:: BRANO PROPOSTO ::
....................

L'affondatore di gommoni
Autore | Francesco De Filippo |
Prezzo | 16,60 Euro |
Pagine | pp. |
Data di pubblicazione | 2003 |
Editore | Mondadori |
Collana |
Andrea Camilleri legge l'ultimo libro di Francesco De Filippo: il giovane Pjota alla conquista di una nuova vita
"L’Affondatore di gommoni", edito da Mondadori, è il secondo romanzo di
Francesco De Filippo, napoletano classe 1960, giornalista dell’Ansa. Il
primo, intitolato "Una storia anche d’amore", era stato pubblicato da
Rizzoli nel 2001: apriva la fortunata collana «Sintonie», dedicata a una
letteratura italiana certamente non usuale, anzi tendente
sostanzialmente alla «stralunatezza», vale a dire a una visione
stravolta della realtà. E il protagonista di quel primo romanzo, Teodoro
Faxa, e la città di fantasia (ma poi non tanta), Maciullina, dove la
vicenda si svolgeva, parvero essere stati confezionati su misura proprio
per gli intenti di quella collana, anche se ciò non era nelle intenzioni
dell’autore e dell’editore.

....................

:: DATI FORNITI ::
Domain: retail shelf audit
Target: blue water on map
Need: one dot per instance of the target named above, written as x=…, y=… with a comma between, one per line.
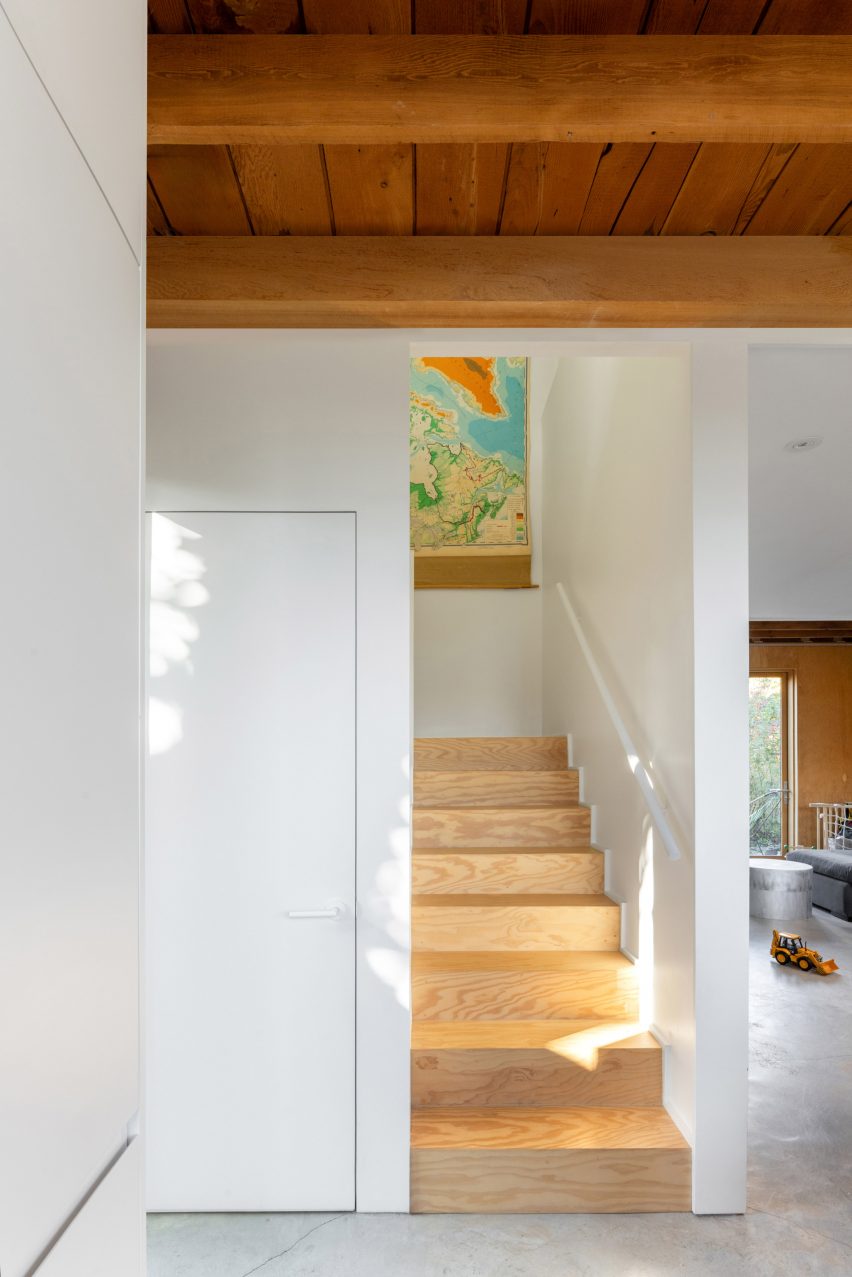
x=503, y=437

....................

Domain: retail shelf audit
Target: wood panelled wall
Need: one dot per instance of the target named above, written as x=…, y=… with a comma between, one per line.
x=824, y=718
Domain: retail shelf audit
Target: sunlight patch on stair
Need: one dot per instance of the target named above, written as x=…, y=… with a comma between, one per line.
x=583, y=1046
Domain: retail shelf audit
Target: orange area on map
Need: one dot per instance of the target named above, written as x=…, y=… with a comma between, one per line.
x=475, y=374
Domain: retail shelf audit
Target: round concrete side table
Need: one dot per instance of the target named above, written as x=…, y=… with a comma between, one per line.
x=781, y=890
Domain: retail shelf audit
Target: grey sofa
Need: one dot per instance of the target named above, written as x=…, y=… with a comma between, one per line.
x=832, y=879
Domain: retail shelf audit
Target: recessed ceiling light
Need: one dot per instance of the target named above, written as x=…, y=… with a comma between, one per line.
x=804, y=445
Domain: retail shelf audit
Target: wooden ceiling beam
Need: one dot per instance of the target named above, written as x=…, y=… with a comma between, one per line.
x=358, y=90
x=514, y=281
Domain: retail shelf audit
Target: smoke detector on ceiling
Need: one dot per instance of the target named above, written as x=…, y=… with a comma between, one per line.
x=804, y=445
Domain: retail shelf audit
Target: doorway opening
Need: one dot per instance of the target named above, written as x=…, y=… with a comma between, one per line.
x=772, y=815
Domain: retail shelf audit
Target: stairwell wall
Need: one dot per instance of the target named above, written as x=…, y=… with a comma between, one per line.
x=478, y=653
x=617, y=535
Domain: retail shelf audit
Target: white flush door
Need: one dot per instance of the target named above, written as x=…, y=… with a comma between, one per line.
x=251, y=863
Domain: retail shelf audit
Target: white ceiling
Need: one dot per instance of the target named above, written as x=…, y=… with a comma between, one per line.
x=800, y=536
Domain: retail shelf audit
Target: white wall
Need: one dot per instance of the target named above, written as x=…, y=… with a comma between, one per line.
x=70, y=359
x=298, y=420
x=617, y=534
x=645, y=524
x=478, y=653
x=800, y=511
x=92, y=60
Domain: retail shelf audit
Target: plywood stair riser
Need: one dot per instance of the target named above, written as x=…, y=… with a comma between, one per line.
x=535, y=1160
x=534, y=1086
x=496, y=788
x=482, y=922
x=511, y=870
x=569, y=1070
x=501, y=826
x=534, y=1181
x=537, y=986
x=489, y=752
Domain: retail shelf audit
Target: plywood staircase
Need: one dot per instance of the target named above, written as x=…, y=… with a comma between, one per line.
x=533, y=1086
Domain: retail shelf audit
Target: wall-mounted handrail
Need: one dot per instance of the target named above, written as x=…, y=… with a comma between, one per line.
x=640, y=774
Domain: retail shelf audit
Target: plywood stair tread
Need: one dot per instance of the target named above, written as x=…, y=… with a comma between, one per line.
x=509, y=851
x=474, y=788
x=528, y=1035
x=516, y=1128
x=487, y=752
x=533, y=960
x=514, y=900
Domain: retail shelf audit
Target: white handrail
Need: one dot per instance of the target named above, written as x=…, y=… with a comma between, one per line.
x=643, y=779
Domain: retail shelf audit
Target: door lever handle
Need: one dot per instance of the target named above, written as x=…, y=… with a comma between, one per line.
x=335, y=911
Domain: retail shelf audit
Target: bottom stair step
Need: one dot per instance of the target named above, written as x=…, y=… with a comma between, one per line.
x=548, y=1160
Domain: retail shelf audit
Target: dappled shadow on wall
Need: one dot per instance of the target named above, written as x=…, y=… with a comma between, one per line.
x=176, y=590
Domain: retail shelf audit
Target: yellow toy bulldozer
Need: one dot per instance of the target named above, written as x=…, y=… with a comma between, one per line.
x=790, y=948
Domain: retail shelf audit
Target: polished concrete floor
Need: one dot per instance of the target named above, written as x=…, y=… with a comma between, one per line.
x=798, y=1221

....................

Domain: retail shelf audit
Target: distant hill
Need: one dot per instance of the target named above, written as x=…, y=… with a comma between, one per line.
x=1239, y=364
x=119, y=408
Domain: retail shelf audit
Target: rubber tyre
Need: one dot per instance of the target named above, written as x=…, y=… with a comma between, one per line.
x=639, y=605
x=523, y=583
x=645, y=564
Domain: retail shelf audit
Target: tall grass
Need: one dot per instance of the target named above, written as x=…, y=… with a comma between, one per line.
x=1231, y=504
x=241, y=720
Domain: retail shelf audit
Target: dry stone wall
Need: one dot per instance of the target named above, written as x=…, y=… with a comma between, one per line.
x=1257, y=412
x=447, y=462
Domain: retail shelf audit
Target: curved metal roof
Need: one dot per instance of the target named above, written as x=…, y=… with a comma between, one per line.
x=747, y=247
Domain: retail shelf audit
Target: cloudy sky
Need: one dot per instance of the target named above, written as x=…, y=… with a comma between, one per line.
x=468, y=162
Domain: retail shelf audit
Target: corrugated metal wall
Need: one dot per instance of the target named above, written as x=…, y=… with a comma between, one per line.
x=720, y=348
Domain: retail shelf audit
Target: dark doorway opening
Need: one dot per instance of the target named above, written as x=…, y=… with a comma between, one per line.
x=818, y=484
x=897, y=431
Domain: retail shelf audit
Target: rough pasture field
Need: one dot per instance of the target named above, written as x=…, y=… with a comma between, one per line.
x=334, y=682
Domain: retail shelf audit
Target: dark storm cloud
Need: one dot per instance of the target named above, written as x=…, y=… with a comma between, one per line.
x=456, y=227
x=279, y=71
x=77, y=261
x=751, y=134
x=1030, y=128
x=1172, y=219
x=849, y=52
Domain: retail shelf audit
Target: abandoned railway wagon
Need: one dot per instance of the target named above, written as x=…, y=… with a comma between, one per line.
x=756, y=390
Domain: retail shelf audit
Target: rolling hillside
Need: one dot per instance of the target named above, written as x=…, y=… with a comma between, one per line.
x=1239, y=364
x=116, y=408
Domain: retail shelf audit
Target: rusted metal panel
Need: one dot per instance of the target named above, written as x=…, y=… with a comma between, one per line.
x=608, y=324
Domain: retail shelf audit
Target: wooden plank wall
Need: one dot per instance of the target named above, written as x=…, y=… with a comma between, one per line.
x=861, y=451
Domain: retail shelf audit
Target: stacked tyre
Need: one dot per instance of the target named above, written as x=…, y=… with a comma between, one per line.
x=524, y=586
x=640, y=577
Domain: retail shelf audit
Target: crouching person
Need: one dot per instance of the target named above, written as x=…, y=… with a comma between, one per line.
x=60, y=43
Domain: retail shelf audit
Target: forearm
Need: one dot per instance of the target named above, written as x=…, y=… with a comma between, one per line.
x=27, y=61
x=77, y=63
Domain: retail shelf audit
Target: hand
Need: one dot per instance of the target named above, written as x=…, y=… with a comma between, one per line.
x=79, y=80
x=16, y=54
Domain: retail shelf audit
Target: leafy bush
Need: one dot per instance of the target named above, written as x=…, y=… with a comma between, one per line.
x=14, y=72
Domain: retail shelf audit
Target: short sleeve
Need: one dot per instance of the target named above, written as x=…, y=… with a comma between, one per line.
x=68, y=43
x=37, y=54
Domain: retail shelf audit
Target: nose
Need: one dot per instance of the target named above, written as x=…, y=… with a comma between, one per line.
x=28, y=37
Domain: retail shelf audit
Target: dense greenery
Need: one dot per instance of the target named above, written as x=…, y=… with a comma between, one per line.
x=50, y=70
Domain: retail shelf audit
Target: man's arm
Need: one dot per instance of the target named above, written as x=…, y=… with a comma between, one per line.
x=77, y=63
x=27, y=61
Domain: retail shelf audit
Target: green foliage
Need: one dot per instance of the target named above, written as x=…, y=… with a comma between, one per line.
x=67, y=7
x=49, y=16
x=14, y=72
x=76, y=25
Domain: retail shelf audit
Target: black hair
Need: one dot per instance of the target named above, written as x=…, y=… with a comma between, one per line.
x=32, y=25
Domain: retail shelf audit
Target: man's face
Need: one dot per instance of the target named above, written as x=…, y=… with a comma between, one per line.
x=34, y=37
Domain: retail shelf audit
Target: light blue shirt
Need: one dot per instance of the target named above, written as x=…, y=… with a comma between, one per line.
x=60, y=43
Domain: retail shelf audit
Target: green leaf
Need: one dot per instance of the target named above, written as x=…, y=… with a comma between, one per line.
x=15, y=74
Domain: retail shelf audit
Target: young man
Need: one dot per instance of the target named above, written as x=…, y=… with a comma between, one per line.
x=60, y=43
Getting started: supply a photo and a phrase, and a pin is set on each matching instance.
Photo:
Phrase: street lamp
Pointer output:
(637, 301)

....................

:: ISTRUZIONI ::
Per favore, indica in quale anno e da quale editore è uscito il primo romanzo di Francesco De Filippo secondo il brano proposto. Le righe provengono da un'altra fonte.

:: RISPOSTA ::
Nel 2001, da Rizzoli.